» Task brief
Switch each "pixels" in the data below to "px", keeping every other character unchanged, and leave the pictures out of your reply.
▼▼▼
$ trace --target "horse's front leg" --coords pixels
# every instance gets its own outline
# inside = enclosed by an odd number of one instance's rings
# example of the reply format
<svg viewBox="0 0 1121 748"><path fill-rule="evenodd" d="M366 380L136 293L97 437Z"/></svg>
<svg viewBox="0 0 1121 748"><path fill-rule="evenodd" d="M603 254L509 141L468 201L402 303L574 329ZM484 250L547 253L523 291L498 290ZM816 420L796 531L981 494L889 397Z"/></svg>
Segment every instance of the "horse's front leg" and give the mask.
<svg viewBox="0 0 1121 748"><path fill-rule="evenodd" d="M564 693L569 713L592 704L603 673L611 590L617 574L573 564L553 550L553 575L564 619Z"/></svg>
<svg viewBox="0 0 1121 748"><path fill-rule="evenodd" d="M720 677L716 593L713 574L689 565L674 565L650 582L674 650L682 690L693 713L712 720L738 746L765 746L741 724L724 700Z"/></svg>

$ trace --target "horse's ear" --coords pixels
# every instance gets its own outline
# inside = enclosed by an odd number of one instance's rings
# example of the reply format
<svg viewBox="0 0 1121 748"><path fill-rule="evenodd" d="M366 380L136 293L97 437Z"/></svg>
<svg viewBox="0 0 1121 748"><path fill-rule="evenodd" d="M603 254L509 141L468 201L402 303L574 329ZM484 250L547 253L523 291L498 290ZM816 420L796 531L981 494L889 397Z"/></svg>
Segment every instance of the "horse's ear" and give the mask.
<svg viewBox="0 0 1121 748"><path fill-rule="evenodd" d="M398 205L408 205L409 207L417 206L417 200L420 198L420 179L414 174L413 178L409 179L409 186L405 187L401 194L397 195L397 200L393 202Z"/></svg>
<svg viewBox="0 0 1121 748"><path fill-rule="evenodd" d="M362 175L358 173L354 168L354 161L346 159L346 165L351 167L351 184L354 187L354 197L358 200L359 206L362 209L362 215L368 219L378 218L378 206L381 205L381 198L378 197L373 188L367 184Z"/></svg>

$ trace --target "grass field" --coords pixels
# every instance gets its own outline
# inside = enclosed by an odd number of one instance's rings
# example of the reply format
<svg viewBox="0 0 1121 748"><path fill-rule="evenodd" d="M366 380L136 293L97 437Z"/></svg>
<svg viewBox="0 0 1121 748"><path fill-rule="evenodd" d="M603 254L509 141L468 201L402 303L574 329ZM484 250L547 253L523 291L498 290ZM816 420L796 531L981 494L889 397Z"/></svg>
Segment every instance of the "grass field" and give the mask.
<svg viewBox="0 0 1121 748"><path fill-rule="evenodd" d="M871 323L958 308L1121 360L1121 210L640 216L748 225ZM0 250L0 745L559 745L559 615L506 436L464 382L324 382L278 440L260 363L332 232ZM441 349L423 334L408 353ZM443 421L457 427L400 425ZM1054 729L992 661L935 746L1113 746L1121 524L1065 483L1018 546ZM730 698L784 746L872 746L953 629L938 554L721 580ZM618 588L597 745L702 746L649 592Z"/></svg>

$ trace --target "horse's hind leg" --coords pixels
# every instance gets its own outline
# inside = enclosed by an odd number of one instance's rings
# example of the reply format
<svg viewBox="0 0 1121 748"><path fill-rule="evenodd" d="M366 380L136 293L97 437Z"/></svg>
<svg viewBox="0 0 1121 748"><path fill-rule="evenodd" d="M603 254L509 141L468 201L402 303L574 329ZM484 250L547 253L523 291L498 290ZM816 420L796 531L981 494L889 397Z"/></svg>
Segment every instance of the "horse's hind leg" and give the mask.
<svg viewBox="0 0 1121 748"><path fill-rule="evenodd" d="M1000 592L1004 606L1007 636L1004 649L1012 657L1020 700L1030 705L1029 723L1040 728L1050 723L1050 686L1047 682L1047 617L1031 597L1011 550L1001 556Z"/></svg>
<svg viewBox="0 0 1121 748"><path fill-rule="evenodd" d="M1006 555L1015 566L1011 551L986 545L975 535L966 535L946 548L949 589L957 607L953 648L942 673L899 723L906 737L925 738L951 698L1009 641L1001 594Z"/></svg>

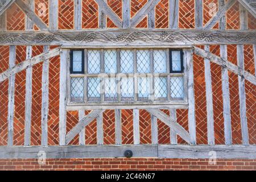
▲▲▲
» Full response
$ trace --target "horse's front leg" --coords px
# every instance gets its own outline
# inside = enclosed by an odd number of one instance's rings
# example of the reply format
<svg viewBox="0 0 1121 748"><path fill-rule="evenodd" d="M366 380L136 293L97 437Z"/></svg>
<svg viewBox="0 0 1121 748"><path fill-rule="evenodd" d="M603 254L509 141L468 201L402 303L574 329ZM484 250L547 253L523 291L498 290ZM816 420L796 531L981 494L889 397Z"/></svg>
Segment every instance of the "horse's front leg" and give the mask.
<svg viewBox="0 0 1121 748"><path fill-rule="evenodd" d="M564 693L569 713L592 704L603 673L611 590L617 574L573 564L553 550L553 575L564 619Z"/></svg>
<svg viewBox="0 0 1121 748"><path fill-rule="evenodd" d="M720 677L716 593L713 574L689 565L674 565L650 582L674 650L682 690L693 713L712 720L738 746L765 746L741 724L724 700Z"/></svg>

$ trace --target "horse's ear" --coords px
# every instance gets its own outline
# inside = enclosed by an odd number of one instance's rings
# example of the reply format
<svg viewBox="0 0 1121 748"><path fill-rule="evenodd" d="M366 380L136 293L97 437Z"/></svg>
<svg viewBox="0 0 1121 748"><path fill-rule="evenodd" d="M603 254L509 141L468 201L402 303L574 329ZM484 250L547 253L523 291L498 290ZM816 420L796 531L981 494L889 397Z"/></svg>
Segment every instance of the "horse's ear" and give the mask.
<svg viewBox="0 0 1121 748"><path fill-rule="evenodd" d="M398 205L408 205L409 207L417 206L417 200L420 198L420 179L414 174L413 178L409 179L409 186L405 187L401 194L397 195L397 200L393 202Z"/></svg>
<svg viewBox="0 0 1121 748"><path fill-rule="evenodd" d="M362 175L358 173L354 168L354 161L346 159L346 165L351 167L351 184L354 187L354 197L358 200L359 206L362 209L362 215L368 219L378 218L378 206L381 205L381 198L378 197L373 188L367 184Z"/></svg>

$ trace --target "grass field" --coords px
# every instance gets its own outline
# inside = enclosed by an odd number of one instance's rings
# example of the reply format
<svg viewBox="0 0 1121 748"><path fill-rule="evenodd" d="M366 380L136 293L97 437Z"/></svg>
<svg viewBox="0 0 1121 748"><path fill-rule="evenodd" d="M603 254L509 141L468 201L402 303L574 329ZM484 250L547 253L523 291L498 290ZM816 420L796 531L981 494L889 397Z"/></svg>
Segment every instance of the "grass field" and give the mask.
<svg viewBox="0 0 1121 748"><path fill-rule="evenodd" d="M871 323L958 308L1121 360L1121 210L640 216L748 225ZM0 250L0 745L559 745L559 615L506 436L464 382L324 382L278 440L260 363L332 232ZM441 349L423 334L408 353ZM443 421L457 427L400 425ZM1054 729L992 661L935 746L1113 746L1121 524L1065 483L1018 546ZM730 698L784 746L872 746L953 629L938 554L721 580ZM618 588L597 745L702 746L649 592Z"/></svg>

$ trace --target "horse's hind leg" --coords px
# every instance gets its own outline
# inside = enclosed by an odd number of one instance's rings
# example of the reply format
<svg viewBox="0 0 1121 748"><path fill-rule="evenodd" d="M366 380L136 293L97 437Z"/></svg>
<svg viewBox="0 0 1121 748"><path fill-rule="evenodd" d="M603 254L509 141L468 201L402 303L574 329ZM484 250L547 253L523 291L498 290ZM816 420L796 531L981 494L889 397Z"/></svg>
Segment every instance of the "horse's hind leg" and give the mask.
<svg viewBox="0 0 1121 748"><path fill-rule="evenodd" d="M1000 592L1004 606L1007 636L1004 649L1012 657L1020 700L1030 705L1029 723L1040 728L1050 723L1050 686L1047 682L1047 617L1031 597L1011 550L1001 556Z"/></svg>
<svg viewBox="0 0 1121 748"><path fill-rule="evenodd" d="M1006 555L1015 566L1011 551L986 545L975 535L966 535L946 548L949 589L957 607L953 648L942 673L899 723L906 737L925 738L951 698L1009 641L1001 594Z"/></svg>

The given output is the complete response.